→ TASK DESCRIPTION
Reproduce the material in full, unchanged.

→ DATA LINES
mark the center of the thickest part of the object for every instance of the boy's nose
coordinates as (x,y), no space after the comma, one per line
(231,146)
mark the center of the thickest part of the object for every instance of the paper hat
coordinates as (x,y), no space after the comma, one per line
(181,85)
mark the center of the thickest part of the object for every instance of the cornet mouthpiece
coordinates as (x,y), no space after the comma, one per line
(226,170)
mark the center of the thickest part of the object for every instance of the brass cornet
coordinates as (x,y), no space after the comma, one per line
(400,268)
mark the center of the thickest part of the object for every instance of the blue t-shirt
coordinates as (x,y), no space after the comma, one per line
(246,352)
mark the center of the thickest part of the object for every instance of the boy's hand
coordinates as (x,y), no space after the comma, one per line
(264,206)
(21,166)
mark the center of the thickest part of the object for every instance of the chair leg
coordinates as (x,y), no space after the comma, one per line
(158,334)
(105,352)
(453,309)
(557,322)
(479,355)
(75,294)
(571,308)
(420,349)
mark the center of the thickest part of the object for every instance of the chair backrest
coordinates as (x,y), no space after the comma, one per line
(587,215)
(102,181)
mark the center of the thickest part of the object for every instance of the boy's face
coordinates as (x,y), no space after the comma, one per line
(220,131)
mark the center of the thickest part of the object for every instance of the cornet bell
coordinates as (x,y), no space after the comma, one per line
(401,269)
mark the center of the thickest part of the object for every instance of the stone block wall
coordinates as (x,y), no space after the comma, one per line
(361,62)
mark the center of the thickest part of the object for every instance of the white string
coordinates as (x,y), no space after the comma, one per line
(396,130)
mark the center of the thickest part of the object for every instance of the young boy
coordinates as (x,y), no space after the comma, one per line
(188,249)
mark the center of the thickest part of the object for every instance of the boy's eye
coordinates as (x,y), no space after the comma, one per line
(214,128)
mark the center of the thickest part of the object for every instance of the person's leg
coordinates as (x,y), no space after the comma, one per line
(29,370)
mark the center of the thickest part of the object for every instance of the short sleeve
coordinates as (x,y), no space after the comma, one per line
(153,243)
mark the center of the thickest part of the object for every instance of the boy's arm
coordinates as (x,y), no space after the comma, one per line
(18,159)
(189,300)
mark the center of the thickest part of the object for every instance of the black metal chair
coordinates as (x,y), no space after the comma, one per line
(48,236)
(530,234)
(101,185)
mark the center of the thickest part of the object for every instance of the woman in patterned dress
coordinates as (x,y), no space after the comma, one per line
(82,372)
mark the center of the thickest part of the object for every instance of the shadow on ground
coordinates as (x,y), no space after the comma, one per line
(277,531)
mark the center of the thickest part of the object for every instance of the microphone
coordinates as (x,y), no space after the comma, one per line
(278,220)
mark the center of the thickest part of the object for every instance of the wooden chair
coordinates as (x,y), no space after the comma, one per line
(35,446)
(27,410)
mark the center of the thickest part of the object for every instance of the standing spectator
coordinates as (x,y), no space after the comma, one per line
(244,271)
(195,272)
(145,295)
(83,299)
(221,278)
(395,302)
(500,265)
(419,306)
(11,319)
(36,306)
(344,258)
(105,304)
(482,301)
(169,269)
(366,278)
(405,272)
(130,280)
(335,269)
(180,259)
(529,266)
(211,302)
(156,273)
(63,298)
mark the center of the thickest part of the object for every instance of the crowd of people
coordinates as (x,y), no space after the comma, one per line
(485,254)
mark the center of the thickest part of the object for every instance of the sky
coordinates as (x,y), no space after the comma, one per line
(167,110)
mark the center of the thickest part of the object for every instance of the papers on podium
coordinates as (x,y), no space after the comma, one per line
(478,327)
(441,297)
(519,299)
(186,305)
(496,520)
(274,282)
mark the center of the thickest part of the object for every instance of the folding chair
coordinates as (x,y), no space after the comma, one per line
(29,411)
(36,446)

→ REPLY TO THE EXERCISE
mark the center of the thickest part of the object for every instance of the boy's nose
coordinates as (x,y), no space after the comma, one per line
(231,146)
mark the center of the thickest part of the object for every instance of the paper hat
coordinates as (x,y), no space after the comma, one per line
(181,85)
mark the center of the thickest part of the object for every instance of the cornet mouthpiece
coordinates as (x,y), no space after the comma, one per line
(226,170)
mark the center of the thickest part of the object for every instance of the brass cornet
coordinates as (x,y), no space after the comma, one per line
(400,268)
mark the center of the thickest part of the object for every instance of the blue t-shirt
coordinates as (x,y), no space after the comma, one per line
(246,352)
mark the center of the thickest part of the object for every instance of the boy's hand
coordinates as (x,y), no space after the comma, one per line
(264,206)
(21,166)
mark the center of the thickest part of the object for every instance of the chair leg
coordinates as (x,y), no space after the comma, one per line
(158,334)
(105,352)
(453,309)
(557,322)
(479,355)
(75,294)
(571,308)
(420,349)
mark the center of the thickest part of the object for every instance of the chair backrest
coordinates as (x,y), no space after the comma, one per line
(587,215)
(102,181)
mark the center of the thickest part of the object for every instance of the boy's face
coordinates as (x,y), no space after the comma, one per line
(220,131)
mark the center of the thickest part of the object for every instance of the cornet bell
coordinates as (x,y), no space after the comma, one per line
(401,269)
mark the center of the thickest part of the object for every instance of the stone block wall
coordinates as (x,y), no space after the comma, one per line
(361,62)
mark the center of the thickest part of the object for every instance of the white string
coordinates as (x,y), no space after the comma, one per line
(396,130)
mark the center of the thickest part of the object for every instance of the young boy
coordinates as (x,y), no space after the comma, one per line
(188,249)
mark the center of the thickest part of the object for every instance of the boy's eye
coordinates as (x,y), no space after the comma, one per line
(214,128)
mark the center of the thickest part of the object for every instance of the person's leg
coordinates as (x,y), no space after the comma, one per line
(29,370)
mark the center of the thickest part of the object for every instance of the short sleeve
coordinates as (x,y), no space after the comma, one per line
(153,243)
mark the center of the thickest part of the object for every instance of the boy's arm
coordinates as (x,y), no space after the comma, one per line
(18,159)
(189,300)
mark the center of the thickest part of the object for every instance of the black metal chair
coordinates as (x,y), no space after the comma, one per line
(48,236)
(530,234)
(101,185)
mark the center of the thickest part of the object for every instance of the woman in patterned dress
coordinates as (x,y), no space after the comma, one per line
(82,372)
mark the center of the thickest part of the object for every instance of the shadow on ground
coordinates as (x,y), no space after the comma, one per line
(277,531)
mark the center of the thickest part of the object for every instance of the microphone
coordinates as (x,y), no space after the comma, one per line
(278,220)
mark the center of the thickest part of the object for every instance of the wooden chair
coordinates as (x,y), no space after the comma, one per line
(35,446)
(27,410)
mark the center of the thickest part of the object for every instance of the standing spectator
coordinates as (x,y), no space after the comma, one per line
(244,271)
(195,272)
(145,295)
(83,299)
(221,278)
(395,302)
(500,265)
(419,306)
(11,319)
(36,306)
(344,258)
(105,304)
(482,301)
(169,269)
(366,278)
(405,272)
(130,280)
(335,269)
(180,259)
(529,266)
(211,302)
(156,273)
(63,298)
mark the center of the thickest part of the object for every instance of the crowd of people
coordinates as (x,y), no space after the comma, one per line
(485,254)
mark the center of the thickest part of the object for every instance of the sky
coordinates as (x,y), no space after the comma, one per line
(167,110)
mark the center of the thickest part of the object for every instance of the papers on podium
coordinates as (x,y), no space after the comma, one per line
(478,327)
(441,297)
(519,299)
(186,305)
(496,520)
(274,282)
mark the center of the thickest part of the object for every instance of the folding chair
coordinates as (x,y), no space after the comma, one per line
(29,411)
(36,446)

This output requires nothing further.